WRITTEN REQUEST
The data must be written out once more, precisely as given.

DATA SUPPLIED
────────────────────────────────────────
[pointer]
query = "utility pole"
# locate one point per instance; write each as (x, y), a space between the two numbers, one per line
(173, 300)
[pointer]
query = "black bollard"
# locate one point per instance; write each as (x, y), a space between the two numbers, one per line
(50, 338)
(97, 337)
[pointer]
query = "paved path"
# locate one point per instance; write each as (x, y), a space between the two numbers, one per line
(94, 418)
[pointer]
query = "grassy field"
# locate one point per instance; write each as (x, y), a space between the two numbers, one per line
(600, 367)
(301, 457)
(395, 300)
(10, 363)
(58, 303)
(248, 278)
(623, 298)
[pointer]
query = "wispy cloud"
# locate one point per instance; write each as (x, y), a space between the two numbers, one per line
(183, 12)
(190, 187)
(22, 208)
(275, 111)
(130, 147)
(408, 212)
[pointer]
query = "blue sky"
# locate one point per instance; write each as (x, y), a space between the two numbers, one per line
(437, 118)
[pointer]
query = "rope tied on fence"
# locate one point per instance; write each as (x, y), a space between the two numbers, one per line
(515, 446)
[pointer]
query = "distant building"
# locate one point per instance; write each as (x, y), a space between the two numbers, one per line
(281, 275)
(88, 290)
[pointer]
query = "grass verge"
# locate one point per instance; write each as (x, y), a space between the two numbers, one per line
────────────────────────────────────────
WRITTEN REPLY
[pointer]
query = "utility pole"
# locate one point per instance; write each as (x, y), a space between the two numbers, one per line
(173, 300)
[pointer]
query = "black bollard"
# locate one point per instance; write each as (x, y), a space between the two numbers, one per line
(50, 338)
(97, 337)
[pointer]
query = "paved path"
# locate one point per instance; write each as (x, y), a space between the two numbers, one per line
(94, 418)
[pointer]
query = "grassy field"
# locate one point per instance; write each as (x, y), a space between the two numbers, one per line
(600, 367)
(301, 457)
(395, 300)
(10, 363)
(58, 303)
(248, 278)
(623, 298)
[pointer]
query = "wispy cloud"
# locate one point per instance; write each as (x, y), a space between the two numbers, one per line
(183, 12)
(190, 187)
(22, 208)
(275, 111)
(130, 147)
(408, 212)
[pointer]
query = "blue sky"
# locate one point per instance; write each as (x, y), a space between the two numbers, one per line
(437, 118)
[pointer]
query = "rope tied on fence"
# locate one point per instance; write each as (x, y), a space between the two numbers, one per line
(515, 446)
[pointer]
query = "distant building"
# locate one point per instance; write each as (x, y), a space between the two numbers, one per line
(281, 275)
(88, 290)
[pointer]
query = "grass verge"
# locate one point per instance; write each as (x, y), a space between the two numbers, one per line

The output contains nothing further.